Data entries

• • • •

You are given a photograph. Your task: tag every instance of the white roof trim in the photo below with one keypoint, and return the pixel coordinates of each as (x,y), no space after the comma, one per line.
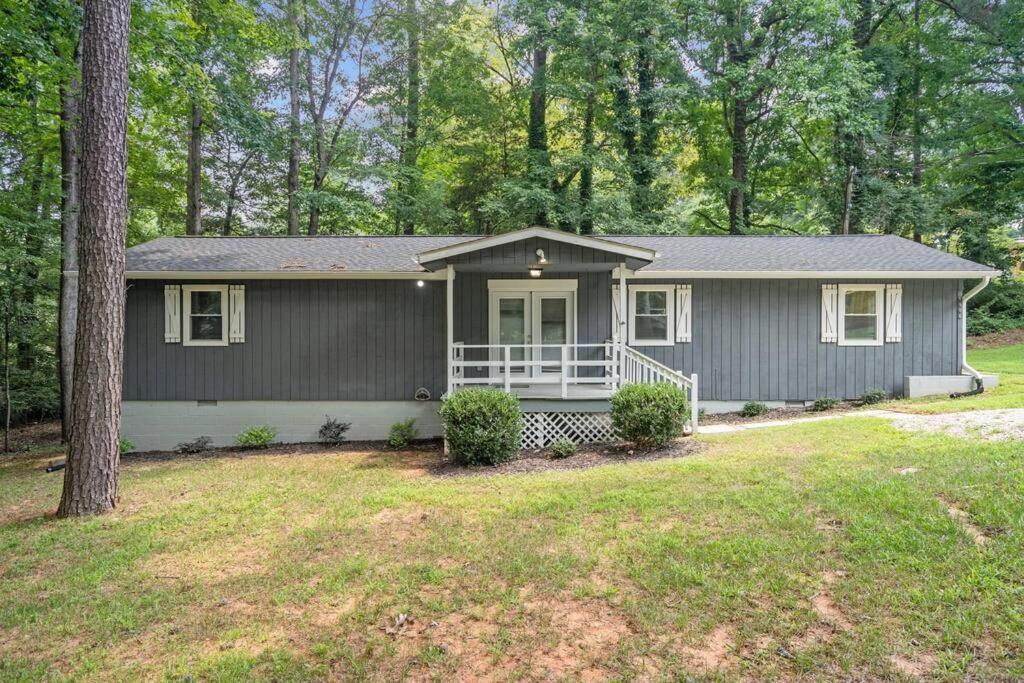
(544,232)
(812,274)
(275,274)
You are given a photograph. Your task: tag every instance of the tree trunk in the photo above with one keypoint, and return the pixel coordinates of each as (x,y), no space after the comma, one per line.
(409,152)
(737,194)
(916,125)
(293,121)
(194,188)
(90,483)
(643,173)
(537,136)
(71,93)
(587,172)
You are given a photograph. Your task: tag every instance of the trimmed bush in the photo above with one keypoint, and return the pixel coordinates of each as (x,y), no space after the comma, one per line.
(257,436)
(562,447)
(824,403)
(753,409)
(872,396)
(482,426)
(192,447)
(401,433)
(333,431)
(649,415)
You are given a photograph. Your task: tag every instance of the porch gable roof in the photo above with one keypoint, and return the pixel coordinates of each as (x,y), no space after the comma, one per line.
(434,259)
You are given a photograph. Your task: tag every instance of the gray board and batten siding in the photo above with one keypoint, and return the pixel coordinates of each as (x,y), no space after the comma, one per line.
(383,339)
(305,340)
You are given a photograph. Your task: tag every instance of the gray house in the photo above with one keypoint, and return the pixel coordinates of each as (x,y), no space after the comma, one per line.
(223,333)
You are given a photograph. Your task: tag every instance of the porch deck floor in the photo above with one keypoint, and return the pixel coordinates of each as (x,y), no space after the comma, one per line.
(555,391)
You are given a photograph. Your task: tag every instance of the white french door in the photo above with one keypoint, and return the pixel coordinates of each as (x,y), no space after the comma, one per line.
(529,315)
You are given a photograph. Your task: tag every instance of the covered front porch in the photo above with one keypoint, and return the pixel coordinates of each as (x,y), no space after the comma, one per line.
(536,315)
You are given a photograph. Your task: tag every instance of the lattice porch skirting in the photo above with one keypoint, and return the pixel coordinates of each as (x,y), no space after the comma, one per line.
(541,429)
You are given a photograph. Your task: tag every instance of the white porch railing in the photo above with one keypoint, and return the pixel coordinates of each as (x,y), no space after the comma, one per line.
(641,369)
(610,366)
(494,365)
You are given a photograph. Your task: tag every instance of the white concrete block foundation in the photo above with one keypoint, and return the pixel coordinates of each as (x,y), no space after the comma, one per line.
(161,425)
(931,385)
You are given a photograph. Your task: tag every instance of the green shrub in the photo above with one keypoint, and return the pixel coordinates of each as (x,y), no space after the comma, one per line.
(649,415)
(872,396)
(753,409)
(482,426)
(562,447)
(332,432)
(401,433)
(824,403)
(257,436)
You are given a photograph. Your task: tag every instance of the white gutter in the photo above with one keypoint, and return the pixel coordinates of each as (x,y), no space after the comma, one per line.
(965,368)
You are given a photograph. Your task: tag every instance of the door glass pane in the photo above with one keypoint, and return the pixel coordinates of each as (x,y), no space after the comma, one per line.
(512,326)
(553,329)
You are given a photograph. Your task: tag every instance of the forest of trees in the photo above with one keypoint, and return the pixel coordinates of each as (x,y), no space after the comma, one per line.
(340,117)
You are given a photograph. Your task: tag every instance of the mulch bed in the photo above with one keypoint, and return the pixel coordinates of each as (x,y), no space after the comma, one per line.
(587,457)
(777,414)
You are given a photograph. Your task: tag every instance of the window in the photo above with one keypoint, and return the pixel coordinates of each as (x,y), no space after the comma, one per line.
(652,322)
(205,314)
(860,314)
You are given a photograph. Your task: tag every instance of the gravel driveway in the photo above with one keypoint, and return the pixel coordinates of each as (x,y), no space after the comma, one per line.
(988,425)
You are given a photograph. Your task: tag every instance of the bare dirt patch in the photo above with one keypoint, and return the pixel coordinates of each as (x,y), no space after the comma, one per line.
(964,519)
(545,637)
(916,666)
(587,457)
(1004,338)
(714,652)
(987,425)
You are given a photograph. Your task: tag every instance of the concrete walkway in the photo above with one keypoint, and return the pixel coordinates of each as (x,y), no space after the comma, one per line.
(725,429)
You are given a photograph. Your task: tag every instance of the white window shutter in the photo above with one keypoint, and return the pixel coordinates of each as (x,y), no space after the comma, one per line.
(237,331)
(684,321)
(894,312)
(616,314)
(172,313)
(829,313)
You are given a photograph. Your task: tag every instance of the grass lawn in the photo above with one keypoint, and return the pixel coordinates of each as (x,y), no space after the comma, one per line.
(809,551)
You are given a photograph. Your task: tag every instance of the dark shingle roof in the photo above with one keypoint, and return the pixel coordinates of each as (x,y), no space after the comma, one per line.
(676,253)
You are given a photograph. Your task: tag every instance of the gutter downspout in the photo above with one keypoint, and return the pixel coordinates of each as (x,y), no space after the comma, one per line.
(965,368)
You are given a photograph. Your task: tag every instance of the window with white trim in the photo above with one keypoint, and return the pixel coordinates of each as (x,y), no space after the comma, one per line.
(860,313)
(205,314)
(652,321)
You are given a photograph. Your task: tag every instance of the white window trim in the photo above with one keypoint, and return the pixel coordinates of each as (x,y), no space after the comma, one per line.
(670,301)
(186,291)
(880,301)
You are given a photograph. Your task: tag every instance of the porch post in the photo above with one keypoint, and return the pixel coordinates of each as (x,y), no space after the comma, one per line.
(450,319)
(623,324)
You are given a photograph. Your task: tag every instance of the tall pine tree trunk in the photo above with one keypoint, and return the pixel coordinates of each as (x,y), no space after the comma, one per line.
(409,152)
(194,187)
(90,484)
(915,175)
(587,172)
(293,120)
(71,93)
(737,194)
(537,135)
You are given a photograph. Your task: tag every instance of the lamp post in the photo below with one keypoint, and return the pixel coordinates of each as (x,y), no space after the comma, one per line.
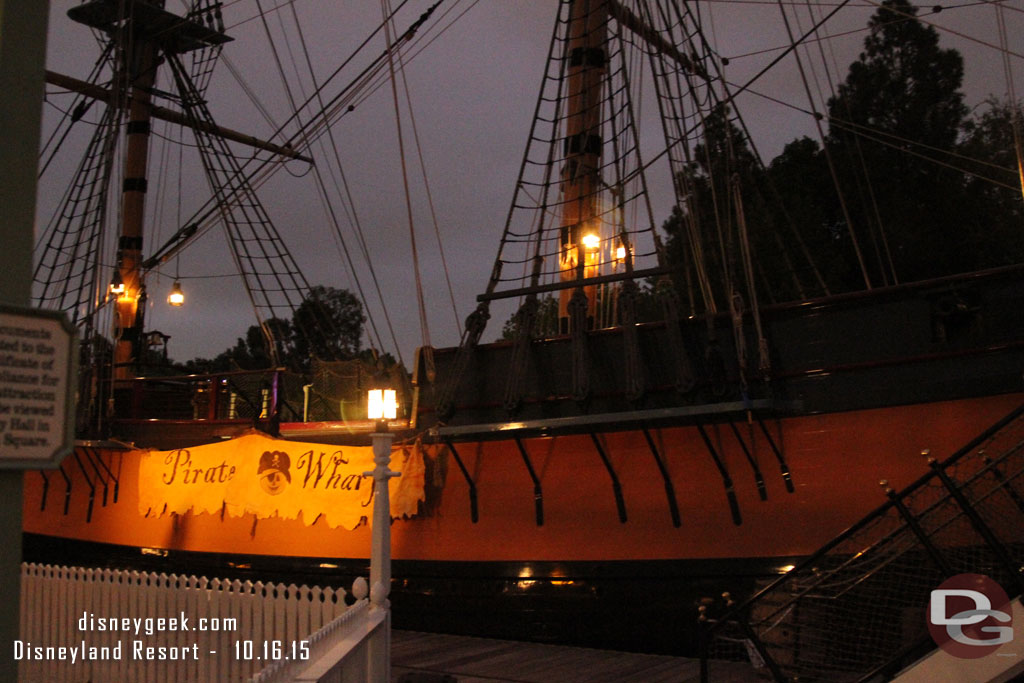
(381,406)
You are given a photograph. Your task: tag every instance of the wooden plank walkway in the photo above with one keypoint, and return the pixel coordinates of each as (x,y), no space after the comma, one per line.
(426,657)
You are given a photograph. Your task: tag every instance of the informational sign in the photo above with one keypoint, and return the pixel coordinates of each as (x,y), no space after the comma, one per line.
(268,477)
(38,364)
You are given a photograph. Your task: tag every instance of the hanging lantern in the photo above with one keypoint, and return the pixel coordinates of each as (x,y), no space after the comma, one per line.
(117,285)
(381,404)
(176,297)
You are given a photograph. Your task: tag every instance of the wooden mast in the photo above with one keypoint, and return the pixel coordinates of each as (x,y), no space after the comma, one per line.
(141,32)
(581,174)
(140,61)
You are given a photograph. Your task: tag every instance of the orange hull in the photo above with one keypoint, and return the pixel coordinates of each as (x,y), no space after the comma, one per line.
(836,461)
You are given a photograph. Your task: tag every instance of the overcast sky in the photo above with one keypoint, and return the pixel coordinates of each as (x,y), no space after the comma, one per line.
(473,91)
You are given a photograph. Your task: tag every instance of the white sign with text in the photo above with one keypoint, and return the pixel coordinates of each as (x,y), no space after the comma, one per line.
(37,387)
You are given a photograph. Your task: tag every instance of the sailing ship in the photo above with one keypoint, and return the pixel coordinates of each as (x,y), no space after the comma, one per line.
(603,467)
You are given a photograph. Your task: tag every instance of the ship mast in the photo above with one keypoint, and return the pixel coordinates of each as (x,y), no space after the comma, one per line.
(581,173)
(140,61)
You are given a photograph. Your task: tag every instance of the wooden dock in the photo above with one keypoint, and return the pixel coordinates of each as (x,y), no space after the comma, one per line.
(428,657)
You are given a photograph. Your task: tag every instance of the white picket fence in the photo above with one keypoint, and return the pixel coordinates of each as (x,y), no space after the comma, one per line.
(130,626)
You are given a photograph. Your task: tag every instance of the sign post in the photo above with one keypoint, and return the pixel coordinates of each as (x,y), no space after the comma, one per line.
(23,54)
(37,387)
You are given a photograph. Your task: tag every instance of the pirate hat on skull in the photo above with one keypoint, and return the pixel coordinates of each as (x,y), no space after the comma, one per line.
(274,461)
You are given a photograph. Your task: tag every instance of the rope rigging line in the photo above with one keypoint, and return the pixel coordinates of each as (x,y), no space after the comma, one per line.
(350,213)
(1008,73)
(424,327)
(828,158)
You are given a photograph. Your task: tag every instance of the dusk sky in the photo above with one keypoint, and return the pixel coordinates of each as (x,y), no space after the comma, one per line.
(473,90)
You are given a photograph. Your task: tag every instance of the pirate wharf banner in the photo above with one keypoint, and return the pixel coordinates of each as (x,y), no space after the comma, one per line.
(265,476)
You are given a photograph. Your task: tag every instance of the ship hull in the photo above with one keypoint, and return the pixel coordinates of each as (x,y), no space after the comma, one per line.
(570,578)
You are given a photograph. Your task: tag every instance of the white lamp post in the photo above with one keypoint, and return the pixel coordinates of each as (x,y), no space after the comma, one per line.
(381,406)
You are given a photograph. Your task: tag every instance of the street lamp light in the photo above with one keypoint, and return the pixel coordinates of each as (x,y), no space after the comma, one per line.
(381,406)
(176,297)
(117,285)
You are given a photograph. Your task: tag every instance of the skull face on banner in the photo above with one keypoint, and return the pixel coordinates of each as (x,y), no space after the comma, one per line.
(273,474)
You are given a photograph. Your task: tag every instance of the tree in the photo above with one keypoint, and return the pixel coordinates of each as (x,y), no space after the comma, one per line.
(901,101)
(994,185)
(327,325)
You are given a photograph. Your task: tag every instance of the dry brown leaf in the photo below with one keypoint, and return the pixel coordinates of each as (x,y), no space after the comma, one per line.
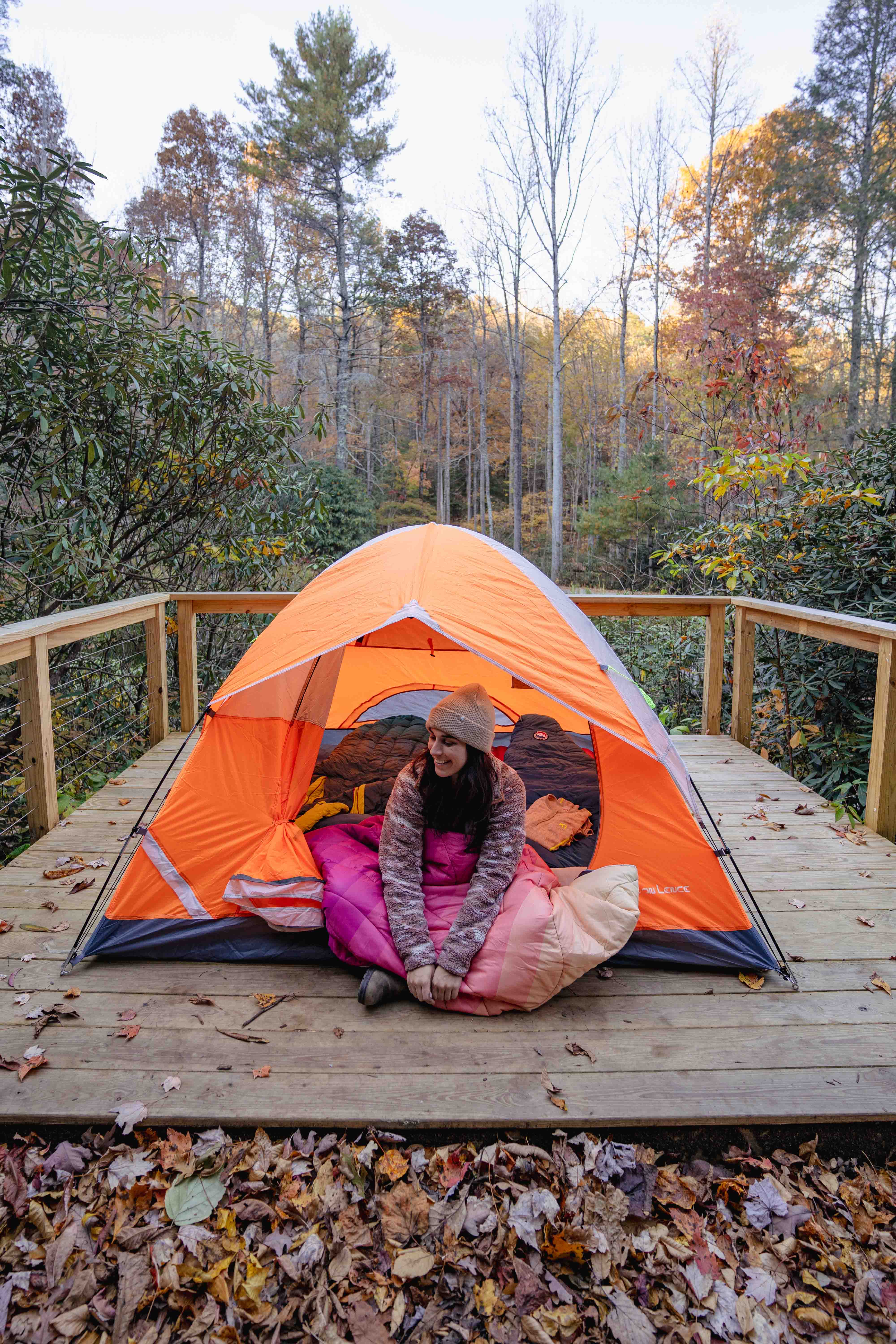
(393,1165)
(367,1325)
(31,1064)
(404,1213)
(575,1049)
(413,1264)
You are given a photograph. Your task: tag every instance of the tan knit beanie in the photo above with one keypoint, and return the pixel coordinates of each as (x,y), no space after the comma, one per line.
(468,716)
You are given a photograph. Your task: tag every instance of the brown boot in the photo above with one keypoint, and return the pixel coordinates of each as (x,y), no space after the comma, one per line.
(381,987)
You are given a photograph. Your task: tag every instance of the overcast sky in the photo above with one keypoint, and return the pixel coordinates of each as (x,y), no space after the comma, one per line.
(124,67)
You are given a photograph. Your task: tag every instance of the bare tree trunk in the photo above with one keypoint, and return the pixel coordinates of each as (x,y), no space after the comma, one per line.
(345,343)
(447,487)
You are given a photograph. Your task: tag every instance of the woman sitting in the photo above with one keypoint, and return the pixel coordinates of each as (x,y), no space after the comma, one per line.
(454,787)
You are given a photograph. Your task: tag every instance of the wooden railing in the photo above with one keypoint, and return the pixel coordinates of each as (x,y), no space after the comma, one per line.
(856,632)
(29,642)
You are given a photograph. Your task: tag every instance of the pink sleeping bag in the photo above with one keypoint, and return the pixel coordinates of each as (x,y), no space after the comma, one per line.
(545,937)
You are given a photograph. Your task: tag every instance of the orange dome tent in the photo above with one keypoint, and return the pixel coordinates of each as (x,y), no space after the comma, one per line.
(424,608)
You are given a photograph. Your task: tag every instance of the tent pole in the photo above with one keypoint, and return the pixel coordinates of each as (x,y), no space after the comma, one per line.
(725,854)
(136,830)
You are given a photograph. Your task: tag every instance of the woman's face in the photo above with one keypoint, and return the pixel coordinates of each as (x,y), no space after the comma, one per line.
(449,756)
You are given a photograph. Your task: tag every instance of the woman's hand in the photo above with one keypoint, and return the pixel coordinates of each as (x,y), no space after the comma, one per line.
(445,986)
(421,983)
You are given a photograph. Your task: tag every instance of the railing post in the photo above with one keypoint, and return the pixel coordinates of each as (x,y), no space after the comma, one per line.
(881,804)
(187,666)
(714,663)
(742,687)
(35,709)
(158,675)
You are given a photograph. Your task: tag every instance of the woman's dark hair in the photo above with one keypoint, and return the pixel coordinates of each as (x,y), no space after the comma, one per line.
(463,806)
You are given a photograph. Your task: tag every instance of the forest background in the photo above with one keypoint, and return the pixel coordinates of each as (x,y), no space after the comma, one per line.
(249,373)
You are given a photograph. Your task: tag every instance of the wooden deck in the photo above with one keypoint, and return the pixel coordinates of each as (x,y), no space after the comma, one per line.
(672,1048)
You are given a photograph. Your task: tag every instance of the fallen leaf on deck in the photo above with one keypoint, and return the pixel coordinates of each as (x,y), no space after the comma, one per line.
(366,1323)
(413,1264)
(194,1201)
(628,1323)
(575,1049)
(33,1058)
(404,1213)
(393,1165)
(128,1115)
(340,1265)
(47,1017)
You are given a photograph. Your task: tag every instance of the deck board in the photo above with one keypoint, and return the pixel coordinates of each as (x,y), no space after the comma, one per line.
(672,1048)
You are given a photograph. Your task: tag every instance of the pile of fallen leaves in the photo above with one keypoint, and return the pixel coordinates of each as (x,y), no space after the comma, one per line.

• • • •

What to produce:
Produce an exact repeat of the lines from the one containing "the wooden deck" through the last line of the data, and nothing more.

Solution to this exercise:
You are given a photograph. Your task: tag every instance of the wooden deck in the photo above with one keypoint, and return the pixel coordinates of each as (x,y), no space after the comma, one per line.
(672,1048)
You are given a photograph. Your task: tag every instance of the fallen leaf on deck in the photo above with one keypoint, and return the pixel coordinates of each as (x,y), no space after the comma, one per line.
(366,1323)
(413,1264)
(194,1201)
(628,1323)
(575,1049)
(33,1058)
(404,1213)
(393,1165)
(128,1115)
(340,1265)
(47,1017)
You are given a photograph. Your task: tag every instance of the deck board in the photo above with one keypoint, and return the pixel coordinates of each as (x,y), no space after the comma, one per line.
(672,1048)
You are given a photograph. Your task: tag every instance of the pile of fallen leaves in the photo above with one keypoint, and return the pixel coordinates of each as (x,y), no space after the comma, one per line.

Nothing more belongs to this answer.